ACTION ITEM:
Transcribe exactly the line in which "Wildlife-tally request: put a marker on the flower stem" occurs, plus every line that comes after it up to the end of the entries.

DATA TO PROCESS:
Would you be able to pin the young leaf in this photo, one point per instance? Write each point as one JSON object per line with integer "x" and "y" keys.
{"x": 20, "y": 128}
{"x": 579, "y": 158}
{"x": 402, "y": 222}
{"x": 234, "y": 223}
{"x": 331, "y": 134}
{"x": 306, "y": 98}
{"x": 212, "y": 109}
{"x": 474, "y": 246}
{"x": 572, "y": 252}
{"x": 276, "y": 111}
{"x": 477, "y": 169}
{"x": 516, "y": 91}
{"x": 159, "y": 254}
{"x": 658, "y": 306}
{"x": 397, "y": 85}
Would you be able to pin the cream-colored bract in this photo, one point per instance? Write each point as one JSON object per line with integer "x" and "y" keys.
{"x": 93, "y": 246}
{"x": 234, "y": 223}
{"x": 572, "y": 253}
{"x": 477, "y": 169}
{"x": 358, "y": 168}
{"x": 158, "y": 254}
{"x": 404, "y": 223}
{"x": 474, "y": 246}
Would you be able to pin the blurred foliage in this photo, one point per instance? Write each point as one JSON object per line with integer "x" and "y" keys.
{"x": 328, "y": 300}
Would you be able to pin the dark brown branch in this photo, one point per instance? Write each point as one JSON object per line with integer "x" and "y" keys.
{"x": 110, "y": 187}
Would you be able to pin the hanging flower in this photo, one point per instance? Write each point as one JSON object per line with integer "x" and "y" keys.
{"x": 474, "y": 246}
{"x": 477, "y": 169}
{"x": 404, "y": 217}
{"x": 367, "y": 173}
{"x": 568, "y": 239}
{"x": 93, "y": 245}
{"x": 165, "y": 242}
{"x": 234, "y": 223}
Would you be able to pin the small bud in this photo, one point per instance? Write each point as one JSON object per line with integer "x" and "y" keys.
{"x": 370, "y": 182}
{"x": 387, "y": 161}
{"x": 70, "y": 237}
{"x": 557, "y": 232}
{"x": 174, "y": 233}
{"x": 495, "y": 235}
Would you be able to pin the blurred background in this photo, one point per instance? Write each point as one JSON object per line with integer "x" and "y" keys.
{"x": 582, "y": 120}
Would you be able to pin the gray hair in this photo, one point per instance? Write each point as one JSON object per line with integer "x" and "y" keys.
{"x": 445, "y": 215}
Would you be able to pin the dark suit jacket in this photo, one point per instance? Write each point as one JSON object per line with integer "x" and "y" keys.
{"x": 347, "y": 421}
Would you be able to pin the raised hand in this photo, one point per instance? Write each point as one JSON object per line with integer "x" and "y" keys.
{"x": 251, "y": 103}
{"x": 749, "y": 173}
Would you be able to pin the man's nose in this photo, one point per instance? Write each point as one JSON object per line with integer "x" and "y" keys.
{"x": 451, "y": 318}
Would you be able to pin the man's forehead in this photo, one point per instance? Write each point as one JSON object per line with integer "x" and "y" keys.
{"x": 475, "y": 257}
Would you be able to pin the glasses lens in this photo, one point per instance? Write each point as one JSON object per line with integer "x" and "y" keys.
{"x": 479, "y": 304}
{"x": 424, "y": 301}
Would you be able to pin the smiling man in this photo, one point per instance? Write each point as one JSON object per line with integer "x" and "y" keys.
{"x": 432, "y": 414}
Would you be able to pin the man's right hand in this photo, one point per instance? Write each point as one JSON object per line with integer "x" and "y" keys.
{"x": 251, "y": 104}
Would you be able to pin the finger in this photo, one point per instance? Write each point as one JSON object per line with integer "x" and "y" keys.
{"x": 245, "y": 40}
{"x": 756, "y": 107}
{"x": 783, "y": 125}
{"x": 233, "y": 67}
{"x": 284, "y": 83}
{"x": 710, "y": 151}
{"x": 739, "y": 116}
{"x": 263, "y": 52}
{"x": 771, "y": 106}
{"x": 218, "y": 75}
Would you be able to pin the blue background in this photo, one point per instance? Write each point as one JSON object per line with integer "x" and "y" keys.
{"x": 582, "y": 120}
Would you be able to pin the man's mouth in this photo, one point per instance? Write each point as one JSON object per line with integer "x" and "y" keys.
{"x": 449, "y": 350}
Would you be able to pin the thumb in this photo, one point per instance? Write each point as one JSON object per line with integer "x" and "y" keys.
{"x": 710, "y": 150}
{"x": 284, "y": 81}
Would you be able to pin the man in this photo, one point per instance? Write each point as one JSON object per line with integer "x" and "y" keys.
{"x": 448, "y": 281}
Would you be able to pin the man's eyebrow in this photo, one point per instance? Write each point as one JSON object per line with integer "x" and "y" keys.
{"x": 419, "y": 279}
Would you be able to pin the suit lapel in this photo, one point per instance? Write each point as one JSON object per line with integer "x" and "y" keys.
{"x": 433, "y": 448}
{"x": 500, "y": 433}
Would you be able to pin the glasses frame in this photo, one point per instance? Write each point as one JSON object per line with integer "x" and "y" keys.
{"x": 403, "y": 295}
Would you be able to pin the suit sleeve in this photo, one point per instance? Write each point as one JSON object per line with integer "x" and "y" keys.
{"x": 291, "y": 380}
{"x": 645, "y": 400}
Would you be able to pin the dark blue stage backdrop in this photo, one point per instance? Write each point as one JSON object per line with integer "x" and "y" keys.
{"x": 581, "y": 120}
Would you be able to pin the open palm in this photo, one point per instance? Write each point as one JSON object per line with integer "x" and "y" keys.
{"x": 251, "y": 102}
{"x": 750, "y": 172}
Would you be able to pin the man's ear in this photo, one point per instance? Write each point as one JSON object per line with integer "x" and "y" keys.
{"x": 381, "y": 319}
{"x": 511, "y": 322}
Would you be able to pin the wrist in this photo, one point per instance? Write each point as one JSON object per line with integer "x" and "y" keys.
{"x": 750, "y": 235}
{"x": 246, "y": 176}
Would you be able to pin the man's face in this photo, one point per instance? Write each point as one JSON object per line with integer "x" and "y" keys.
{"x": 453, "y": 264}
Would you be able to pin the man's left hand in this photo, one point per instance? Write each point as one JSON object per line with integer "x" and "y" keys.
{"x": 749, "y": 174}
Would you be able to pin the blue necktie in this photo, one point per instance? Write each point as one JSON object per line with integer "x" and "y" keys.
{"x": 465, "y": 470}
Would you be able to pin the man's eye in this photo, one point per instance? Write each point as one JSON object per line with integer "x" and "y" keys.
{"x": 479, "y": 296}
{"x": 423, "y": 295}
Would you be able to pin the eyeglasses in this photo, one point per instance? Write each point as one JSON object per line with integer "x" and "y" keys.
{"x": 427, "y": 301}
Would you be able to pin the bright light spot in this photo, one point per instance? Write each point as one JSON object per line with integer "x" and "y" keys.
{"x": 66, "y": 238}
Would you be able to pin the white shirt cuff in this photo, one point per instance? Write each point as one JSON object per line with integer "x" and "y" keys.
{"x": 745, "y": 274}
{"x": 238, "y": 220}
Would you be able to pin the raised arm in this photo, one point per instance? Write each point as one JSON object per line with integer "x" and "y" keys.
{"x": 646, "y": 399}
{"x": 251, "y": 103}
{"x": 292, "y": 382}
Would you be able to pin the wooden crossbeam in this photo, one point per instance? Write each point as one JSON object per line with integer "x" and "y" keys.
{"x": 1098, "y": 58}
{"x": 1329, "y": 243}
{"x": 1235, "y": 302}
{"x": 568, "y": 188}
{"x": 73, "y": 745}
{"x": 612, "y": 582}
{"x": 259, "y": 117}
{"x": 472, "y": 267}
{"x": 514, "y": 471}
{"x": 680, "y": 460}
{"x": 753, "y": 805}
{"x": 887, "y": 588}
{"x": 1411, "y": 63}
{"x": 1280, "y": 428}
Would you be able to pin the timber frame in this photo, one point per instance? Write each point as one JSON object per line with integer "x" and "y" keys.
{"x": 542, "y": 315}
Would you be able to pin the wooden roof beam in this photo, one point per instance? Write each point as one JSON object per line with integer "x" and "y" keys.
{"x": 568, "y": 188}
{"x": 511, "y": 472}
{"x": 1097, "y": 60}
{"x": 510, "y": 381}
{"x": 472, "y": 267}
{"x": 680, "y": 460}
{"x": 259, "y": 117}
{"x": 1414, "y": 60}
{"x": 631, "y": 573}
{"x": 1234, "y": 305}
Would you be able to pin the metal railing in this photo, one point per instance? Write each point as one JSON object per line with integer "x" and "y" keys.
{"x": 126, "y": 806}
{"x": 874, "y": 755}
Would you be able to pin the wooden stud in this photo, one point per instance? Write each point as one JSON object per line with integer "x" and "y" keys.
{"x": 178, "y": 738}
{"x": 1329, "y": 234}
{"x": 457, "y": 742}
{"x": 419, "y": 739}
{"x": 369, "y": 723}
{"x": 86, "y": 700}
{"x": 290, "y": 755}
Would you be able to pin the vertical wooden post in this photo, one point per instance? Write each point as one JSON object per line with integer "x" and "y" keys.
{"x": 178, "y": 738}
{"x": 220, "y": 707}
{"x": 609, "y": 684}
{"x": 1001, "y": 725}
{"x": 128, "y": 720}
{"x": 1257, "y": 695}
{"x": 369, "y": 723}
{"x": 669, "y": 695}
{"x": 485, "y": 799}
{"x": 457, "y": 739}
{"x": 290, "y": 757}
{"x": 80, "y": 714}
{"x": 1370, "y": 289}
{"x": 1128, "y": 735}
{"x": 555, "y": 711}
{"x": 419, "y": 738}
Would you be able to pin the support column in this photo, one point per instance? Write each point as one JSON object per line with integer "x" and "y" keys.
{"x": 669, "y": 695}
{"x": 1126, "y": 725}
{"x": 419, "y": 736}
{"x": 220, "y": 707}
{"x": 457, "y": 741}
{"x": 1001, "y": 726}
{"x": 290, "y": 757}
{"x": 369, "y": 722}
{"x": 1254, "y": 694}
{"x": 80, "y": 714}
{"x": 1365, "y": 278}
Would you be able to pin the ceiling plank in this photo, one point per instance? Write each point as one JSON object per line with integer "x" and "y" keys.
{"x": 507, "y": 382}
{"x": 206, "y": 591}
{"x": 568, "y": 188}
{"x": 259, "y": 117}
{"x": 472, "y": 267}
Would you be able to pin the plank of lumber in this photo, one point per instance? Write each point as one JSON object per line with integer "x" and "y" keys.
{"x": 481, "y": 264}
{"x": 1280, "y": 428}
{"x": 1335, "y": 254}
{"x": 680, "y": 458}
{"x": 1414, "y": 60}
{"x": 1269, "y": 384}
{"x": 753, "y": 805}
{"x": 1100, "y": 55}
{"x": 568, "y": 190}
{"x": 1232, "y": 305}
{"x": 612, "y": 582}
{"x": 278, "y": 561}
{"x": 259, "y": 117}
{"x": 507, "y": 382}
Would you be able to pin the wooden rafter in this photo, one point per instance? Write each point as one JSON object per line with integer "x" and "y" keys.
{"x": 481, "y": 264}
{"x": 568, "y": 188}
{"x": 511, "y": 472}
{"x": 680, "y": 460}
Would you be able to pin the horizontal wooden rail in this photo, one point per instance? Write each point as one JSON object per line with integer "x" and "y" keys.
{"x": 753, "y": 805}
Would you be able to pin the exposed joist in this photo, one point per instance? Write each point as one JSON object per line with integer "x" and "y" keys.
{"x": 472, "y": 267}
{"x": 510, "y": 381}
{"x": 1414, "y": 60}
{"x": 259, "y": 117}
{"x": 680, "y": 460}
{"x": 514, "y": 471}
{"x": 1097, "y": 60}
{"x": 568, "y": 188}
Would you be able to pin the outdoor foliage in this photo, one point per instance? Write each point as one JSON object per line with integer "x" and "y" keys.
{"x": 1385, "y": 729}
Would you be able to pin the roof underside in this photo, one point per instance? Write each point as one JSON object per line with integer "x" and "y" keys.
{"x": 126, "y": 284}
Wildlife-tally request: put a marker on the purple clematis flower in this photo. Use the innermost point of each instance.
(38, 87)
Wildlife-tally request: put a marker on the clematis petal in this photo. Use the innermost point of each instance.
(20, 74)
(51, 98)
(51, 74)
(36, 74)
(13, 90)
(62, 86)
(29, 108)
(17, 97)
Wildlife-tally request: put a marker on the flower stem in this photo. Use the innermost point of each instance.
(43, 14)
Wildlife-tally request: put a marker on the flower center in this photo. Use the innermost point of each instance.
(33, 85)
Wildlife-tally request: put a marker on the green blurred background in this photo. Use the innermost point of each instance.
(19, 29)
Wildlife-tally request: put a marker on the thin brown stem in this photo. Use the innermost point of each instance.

ANSWER SPACE:
Wildlife-tally request: put a marker on the flower stem in this photo. Use the innermost point of each instance.
(43, 14)
Wildlife-tally request: put a marker on the flower center in this photo. Use the innermost point of each instance.
(33, 85)
Wildlife-tally request: put a marker on the green blurred background in this photo. Use the innermost point of each instance.
(19, 29)
Wildlife-tally request: put a marker on the thin brown stem in this photo. Use the innermost point of each instance.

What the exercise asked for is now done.